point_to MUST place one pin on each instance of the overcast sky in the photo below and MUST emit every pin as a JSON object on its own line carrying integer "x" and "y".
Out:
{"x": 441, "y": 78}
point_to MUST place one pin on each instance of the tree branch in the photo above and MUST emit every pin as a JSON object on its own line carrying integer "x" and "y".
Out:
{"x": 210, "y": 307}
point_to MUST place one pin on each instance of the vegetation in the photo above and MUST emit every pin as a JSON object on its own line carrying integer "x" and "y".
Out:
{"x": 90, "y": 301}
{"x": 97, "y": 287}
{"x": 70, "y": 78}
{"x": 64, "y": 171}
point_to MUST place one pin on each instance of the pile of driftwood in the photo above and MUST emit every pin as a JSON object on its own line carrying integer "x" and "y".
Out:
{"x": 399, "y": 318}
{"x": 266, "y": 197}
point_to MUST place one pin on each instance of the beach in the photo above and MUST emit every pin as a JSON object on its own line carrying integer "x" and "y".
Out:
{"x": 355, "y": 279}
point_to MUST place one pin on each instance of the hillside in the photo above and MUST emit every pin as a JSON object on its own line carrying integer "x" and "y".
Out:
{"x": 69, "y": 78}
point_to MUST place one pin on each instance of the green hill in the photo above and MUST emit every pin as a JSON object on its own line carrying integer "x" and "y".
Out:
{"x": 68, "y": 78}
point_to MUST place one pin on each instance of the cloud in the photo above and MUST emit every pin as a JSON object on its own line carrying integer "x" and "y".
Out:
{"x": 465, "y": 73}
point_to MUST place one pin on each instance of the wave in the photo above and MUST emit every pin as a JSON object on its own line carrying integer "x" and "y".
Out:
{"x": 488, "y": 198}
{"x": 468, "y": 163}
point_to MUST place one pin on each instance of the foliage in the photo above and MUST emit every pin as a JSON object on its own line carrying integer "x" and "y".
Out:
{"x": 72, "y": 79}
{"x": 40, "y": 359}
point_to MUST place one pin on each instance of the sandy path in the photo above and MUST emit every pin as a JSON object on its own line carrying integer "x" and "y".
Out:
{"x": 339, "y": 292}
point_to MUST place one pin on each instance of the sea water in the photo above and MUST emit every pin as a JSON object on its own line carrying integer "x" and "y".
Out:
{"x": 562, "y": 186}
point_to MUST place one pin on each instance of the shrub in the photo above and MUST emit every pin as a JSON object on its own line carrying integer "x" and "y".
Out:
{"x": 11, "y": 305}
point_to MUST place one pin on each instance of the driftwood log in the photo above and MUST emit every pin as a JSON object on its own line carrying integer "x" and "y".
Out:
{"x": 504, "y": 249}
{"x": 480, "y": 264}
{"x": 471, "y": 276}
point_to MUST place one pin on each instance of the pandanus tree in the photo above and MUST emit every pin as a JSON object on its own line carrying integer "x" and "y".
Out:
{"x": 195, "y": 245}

-- What this task involves --
Write the data above out again in full, with every word as given.

-- Completed exercise --
point_to MUST place one pin on each instance of the overcast sky in the photo below and MUST emit every pin as a JSON object on its own line carrying integer "x" and "y".
Out:
{"x": 441, "y": 78}
point_to MUST place one pin on each instance of the tree branch in the photo above and MUST emit every pin as a JSON object on its own line carrying integer "x" and "y".
Out:
{"x": 210, "y": 307}
point_to MUST place one pin on each instance of the vegetation in the photo above and MUST emit every pin as a JSON object on its own line carrying integer "x" and "y".
Out:
{"x": 90, "y": 301}
{"x": 97, "y": 287}
{"x": 70, "y": 78}
{"x": 64, "y": 171}
point_to MUST place one pin on each instance of the pile of driftwood in the photo above and MUST emit every pin as a JSON object on its own line carrying integer "x" and "y".
Out:
{"x": 399, "y": 318}
{"x": 266, "y": 197}
point_to MUST place one pin on each instance of the beach in the photo above and MUST emit every pin as a JSON object on its own line carrying integer "x" and "y".
Out:
{"x": 355, "y": 279}
point_to MUST place one pin on each instance of the hillside in the photo above and MUST emit every pin as a JSON object on its own line carrying integer "x" and "y".
Out:
{"x": 69, "y": 78}
point_to MUST place one pin on each instance of the green hill in the photo above and MUST emit every pin as a JSON object on its own line carrying integer "x" and "y".
Out:
{"x": 68, "y": 78}
point_to MUST place one pin on each instance of the cloud in the photo above and MUST emit every pin as a JSON object on its own line carrying integer "x" and "y".
Out:
{"x": 465, "y": 73}
point_to MUST place one pin on each instance of the wave in the photo above and MUST emit every pin as a JSON object on its own line carrying integer "x" and "y".
Out:
{"x": 488, "y": 198}
{"x": 468, "y": 163}
point_to MUST place one pin on each instance of the foliage in the photo above and MUST emit every pin as a JSON object on its own line carrying integer "x" and "y".
Out:
{"x": 72, "y": 79}
{"x": 40, "y": 359}
point_to MUST place one pin on each instance of the sandy path in the photo above and MUST emit every pin as a JSON object on its own line carrying integer "x" and "y".
Out:
{"x": 339, "y": 292}
point_to MUST place one pin on each instance of the sea water in the photo above and MUST emit every pin as a JSON object on its own line carrying integer "x" and "y".
Out:
{"x": 562, "y": 186}
point_to MUST place one pin on each instance of the shrub in the photo above and MUST emit every pin as a JSON object on its own line carrying integer "x" and "y".
Out:
{"x": 11, "y": 305}
point_to MUST place one pin on each instance of the driftwood log in the photo above and MUST emit every pin as a JSON object on its own line carrying integer "x" and "y".
Out:
{"x": 504, "y": 249}
{"x": 480, "y": 264}
{"x": 471, "y": 276}
point_to MUST place one pin on each instance of the pandanus tree in the photo above and MUST emit every pin as a JSON object on its own line carrying integer "x" and "y".
Out:
{"x": 195, "y": 245}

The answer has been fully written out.